> **RECORDS SUPPLIED**:
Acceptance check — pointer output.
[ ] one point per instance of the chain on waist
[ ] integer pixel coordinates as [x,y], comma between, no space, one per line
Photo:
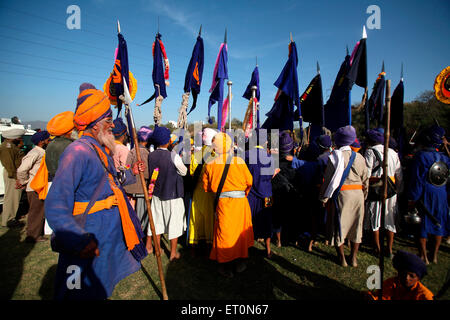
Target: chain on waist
[232,194]
[108,203]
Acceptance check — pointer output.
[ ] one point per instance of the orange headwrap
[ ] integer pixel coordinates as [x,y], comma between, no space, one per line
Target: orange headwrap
[222,143]
[92,105]
[61,123]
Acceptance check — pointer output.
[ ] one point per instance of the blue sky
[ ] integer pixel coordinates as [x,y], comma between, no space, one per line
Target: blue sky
[42,62]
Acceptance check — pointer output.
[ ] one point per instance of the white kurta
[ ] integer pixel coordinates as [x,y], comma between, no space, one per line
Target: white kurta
[372,219]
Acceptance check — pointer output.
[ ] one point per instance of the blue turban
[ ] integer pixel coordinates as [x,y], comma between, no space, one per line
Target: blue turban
[119,128]
[434,136]
[356,144]
[324,141]
[286,142]
[160,136]
[39,136]
[344,136]
[375,136]
[405,261]
[144,133]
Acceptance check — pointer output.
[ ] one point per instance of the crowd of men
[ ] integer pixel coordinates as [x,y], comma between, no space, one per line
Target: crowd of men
[82,188]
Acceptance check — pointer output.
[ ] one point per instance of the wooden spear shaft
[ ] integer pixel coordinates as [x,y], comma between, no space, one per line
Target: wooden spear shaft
[149,210]
[385,177]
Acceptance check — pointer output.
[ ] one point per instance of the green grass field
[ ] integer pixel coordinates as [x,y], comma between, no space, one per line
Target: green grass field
[27,273]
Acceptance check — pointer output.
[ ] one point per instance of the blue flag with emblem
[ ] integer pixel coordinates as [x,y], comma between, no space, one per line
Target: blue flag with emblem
[282,114]
[194,72]
[219,76]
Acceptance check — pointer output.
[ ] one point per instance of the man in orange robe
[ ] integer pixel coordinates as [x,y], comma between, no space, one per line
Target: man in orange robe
[233,230]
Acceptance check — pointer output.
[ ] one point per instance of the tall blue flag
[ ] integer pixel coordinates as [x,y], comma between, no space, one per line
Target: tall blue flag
[123,73]
[337,108]
[194,72]
[397,125]
[282,114]
[376,100]
[254,81]
[311,103]
[219,76]
[248,94]
[158,71]
[121,66]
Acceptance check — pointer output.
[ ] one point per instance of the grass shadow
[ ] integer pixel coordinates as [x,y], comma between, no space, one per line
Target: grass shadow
[13,253]
[47,288]
[190,278]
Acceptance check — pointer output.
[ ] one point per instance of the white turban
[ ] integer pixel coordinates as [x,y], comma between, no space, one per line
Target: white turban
[208,135]
[14,133]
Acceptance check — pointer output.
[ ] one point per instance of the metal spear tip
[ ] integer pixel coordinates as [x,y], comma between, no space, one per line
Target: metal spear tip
[401,73]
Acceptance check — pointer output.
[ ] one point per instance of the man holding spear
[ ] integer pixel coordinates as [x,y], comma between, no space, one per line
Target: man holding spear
[96,231]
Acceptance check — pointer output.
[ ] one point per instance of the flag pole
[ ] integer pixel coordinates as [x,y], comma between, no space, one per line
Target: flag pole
[229,83]
[385,177]
[149,210]
[126,99]
[254,88]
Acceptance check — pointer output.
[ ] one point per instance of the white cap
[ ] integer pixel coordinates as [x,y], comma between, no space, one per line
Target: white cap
[14,133]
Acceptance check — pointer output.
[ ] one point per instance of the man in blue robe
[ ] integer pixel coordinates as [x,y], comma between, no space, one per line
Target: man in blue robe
[262,167]
[433,196]
[99,248]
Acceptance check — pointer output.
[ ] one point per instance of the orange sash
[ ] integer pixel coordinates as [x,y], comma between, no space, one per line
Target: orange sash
[131,238]
[108,203]
[351,187]
[40,180]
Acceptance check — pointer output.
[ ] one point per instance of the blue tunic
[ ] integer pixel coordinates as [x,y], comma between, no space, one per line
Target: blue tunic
[261,166]
[433,197]
[78,174]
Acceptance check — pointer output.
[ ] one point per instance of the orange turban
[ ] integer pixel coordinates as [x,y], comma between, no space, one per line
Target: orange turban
[222,143]
[61,124]
[92,106]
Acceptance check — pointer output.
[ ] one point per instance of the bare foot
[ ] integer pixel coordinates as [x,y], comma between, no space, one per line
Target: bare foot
[343,262]
[311,244]
[425,259]
[175,256]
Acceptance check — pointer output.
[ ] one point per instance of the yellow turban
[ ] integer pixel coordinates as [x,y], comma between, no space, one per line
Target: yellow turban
[92,106]
[61,123]
[222,143]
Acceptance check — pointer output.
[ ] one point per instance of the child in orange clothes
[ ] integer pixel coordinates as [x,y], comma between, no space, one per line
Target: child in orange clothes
[406,285]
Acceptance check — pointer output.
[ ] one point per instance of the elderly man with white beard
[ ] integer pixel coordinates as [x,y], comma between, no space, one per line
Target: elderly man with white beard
[96,231]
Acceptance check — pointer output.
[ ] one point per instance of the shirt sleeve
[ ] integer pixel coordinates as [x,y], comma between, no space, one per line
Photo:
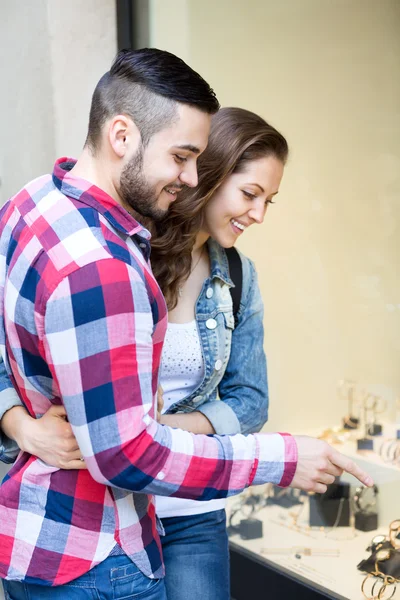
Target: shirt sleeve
[243,391]
[8,399]
[101,346]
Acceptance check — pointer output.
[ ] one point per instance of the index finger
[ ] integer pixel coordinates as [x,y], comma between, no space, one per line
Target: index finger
[345,463]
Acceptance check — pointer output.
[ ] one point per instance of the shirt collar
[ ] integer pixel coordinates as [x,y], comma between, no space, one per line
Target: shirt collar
[93,196]
[219,262]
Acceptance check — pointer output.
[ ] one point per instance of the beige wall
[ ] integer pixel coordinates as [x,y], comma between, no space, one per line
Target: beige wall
[52,56]
[327,73]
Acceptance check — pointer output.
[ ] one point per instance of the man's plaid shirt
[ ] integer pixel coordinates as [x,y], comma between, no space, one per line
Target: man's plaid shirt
[83,325]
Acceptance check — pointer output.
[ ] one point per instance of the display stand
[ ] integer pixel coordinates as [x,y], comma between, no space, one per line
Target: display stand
[282,574]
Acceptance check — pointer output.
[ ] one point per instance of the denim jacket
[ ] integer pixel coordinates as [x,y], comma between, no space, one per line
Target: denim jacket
[234,392]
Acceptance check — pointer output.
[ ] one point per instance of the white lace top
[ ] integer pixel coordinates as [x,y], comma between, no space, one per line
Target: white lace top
[182,371]
[182,365]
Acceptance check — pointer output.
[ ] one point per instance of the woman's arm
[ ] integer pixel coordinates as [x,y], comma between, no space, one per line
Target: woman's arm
[8,399]
[194,422]
[243,391]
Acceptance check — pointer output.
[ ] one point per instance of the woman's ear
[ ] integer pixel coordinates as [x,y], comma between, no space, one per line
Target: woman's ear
[123,135]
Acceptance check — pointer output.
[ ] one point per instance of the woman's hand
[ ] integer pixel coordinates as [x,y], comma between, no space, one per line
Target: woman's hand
[50,438]
[160,402]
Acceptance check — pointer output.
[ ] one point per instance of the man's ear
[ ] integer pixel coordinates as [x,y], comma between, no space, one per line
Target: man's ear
[123,135]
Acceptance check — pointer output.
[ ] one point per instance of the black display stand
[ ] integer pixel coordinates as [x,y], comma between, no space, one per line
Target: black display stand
[255,577]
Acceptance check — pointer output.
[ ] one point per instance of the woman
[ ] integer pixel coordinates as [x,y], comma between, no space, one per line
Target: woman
[213,372]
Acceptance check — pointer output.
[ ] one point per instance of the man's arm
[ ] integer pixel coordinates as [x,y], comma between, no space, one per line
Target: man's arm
[98,341]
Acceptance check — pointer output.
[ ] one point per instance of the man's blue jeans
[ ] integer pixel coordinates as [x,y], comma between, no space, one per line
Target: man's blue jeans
[196,557]
[116,578]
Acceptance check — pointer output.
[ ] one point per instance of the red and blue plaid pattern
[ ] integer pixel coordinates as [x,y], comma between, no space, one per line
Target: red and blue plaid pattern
[83,324]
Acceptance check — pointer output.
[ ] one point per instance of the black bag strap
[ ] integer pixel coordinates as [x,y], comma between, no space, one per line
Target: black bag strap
[236,274]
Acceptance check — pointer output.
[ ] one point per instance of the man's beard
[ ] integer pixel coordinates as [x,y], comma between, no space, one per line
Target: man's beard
[136,192]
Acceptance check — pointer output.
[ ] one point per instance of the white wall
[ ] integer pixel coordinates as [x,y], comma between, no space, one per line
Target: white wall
[327,73]
[53,54]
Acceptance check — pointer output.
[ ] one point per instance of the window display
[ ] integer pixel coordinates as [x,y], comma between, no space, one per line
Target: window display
[344,544]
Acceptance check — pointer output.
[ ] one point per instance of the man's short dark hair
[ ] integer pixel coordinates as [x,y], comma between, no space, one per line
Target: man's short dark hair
[146,85]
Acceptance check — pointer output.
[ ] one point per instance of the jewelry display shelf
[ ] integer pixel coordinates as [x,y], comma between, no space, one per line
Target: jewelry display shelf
[280,574]
[310,577]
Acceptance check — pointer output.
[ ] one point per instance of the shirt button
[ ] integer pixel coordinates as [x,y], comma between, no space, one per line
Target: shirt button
[211,323]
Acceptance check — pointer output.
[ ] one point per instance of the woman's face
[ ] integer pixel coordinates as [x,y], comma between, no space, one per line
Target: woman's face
[242,200]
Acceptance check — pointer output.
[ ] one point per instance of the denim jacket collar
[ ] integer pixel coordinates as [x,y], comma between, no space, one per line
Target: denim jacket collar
[219,262]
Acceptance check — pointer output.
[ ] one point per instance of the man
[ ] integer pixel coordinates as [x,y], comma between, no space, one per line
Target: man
[84,323]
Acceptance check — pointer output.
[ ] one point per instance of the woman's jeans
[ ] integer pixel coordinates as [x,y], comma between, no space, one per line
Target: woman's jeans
[116,578]
[196,557]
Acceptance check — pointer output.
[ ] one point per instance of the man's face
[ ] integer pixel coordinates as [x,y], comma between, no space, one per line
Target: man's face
[152,178]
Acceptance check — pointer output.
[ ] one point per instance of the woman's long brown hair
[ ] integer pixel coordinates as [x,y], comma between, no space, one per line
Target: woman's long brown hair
[237,137]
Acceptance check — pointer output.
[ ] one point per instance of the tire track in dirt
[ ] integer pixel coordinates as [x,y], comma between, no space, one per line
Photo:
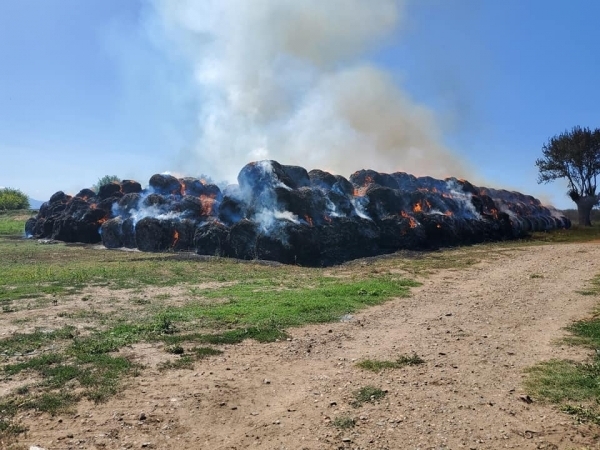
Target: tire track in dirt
[477,329]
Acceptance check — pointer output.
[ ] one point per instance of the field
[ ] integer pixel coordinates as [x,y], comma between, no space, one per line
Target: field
[477,347]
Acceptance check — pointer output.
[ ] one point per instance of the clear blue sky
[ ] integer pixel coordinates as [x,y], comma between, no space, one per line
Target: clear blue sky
[86,90]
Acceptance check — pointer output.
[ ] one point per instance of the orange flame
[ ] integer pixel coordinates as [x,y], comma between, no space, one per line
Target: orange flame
[411,220]
[208,203]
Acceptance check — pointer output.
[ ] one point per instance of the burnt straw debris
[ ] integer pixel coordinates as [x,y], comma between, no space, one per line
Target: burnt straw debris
[286,214]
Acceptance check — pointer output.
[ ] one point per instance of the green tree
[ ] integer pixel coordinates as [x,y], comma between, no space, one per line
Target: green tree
[575,156]
[11,199]
[106,179]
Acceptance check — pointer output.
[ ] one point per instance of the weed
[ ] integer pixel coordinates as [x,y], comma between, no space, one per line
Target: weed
[52,403]
[564,382]
[175,350]
[205,352]
[379,365]
[367,394]
[185,362]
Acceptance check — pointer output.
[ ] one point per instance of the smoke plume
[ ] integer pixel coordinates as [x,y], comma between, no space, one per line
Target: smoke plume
[290,80]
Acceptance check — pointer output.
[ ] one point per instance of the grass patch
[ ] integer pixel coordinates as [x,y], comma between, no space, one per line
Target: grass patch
[573,386]
[375,365]
[367,394]
[186,361]
[583,414]
[344,422]
[574,234]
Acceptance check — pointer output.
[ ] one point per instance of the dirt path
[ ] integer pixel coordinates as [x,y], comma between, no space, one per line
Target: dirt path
[477,329]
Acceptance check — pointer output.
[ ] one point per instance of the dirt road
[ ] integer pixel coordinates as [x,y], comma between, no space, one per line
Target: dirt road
[477,330]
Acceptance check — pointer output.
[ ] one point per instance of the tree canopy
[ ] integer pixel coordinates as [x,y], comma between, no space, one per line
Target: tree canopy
[575,156]
[106,179]
[11,199]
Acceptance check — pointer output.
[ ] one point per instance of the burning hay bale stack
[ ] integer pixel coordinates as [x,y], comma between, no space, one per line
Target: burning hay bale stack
[284,213]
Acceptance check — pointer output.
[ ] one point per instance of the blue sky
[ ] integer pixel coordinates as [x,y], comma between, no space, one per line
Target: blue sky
[87,88]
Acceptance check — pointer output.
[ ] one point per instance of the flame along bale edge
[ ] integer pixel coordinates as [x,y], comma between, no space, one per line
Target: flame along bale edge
[284,213]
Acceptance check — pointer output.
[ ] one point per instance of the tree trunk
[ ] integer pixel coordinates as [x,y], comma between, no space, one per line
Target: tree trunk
[584,209]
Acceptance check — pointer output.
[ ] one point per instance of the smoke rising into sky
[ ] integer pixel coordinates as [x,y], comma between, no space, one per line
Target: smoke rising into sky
[289,80]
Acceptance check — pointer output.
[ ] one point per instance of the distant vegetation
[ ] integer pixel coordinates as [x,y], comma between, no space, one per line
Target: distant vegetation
[573,386]
[12,199]
[575,156]
[106,179]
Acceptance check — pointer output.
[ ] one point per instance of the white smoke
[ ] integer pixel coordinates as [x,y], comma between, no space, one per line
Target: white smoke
[289,80]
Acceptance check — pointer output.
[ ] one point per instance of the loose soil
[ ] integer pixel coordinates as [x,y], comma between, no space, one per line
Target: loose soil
[477,329]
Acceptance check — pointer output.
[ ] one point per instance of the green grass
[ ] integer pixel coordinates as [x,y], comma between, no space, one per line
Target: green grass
[229,301]
[375,365]
[593,288]
[186,361]
[367,394]
[572,235]
[573,386]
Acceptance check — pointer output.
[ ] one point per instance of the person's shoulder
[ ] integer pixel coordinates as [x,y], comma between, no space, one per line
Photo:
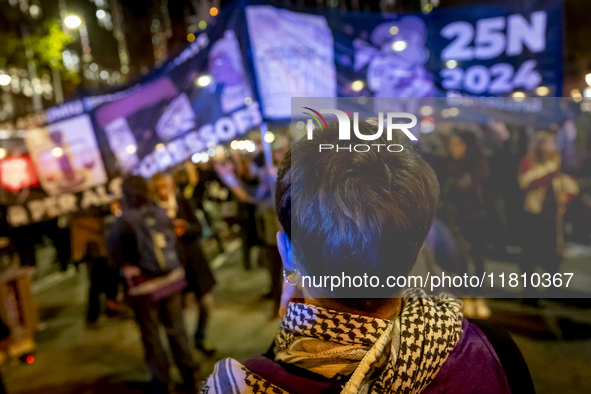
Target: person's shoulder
[485,360]
[507,353]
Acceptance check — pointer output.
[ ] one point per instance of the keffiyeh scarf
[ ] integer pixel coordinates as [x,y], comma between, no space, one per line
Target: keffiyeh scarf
[372,355]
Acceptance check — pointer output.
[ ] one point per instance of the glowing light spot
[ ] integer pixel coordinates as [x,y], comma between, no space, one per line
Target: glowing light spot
[357,85]
[399,46]
[269,137]
[57,151]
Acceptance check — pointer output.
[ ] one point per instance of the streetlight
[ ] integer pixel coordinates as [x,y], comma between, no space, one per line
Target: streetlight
[72,21]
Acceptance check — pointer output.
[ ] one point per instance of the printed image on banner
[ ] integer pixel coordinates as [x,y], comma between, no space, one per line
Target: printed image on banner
[66,156]
[134,125]
[293,57]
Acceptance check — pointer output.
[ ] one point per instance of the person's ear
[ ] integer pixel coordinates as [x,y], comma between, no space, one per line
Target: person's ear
[284,246]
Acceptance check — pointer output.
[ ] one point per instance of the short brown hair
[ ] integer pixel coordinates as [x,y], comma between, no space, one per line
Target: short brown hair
[355,212]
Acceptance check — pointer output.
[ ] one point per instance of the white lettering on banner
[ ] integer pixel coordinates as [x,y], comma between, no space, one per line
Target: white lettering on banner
[65,111]
[493,37]
[223,129]
[520,32]
[54,206]
[490,41]
[500,78]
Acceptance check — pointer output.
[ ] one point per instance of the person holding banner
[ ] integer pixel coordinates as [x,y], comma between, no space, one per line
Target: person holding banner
[142,242]
[188,231]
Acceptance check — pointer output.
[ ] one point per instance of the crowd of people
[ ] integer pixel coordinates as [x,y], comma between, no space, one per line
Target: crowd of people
[496,192]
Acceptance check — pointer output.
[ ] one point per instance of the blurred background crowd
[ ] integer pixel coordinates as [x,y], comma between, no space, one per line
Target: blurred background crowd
[93,91]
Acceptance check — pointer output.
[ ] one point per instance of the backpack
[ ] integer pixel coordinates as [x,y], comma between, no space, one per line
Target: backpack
[155,238]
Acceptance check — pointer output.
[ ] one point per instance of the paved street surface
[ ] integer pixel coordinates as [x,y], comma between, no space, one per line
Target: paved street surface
[71,358]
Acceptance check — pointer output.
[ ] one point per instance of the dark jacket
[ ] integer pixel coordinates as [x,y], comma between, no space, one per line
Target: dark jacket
[200,279]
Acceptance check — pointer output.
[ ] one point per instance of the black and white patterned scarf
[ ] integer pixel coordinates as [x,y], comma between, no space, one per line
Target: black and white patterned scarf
[372,355]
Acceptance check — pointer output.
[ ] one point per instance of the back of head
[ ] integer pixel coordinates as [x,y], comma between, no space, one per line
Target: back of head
[355,212]
[135,192]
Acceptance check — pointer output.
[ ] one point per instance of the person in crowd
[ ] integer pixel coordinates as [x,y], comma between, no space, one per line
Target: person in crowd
[188,230]
[4,343]
[463,196]
[192,181]
[88,245]
[142,242]
[267,226]
[507,146]
[369,212]
[548,193]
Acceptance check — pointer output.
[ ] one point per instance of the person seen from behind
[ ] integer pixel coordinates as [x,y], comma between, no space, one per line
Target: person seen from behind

> **THE PROBLEM**:
State how many lines of the data above contain the string "surface", with case counting, and give only that number.

> **FULL OUTPUT**:
2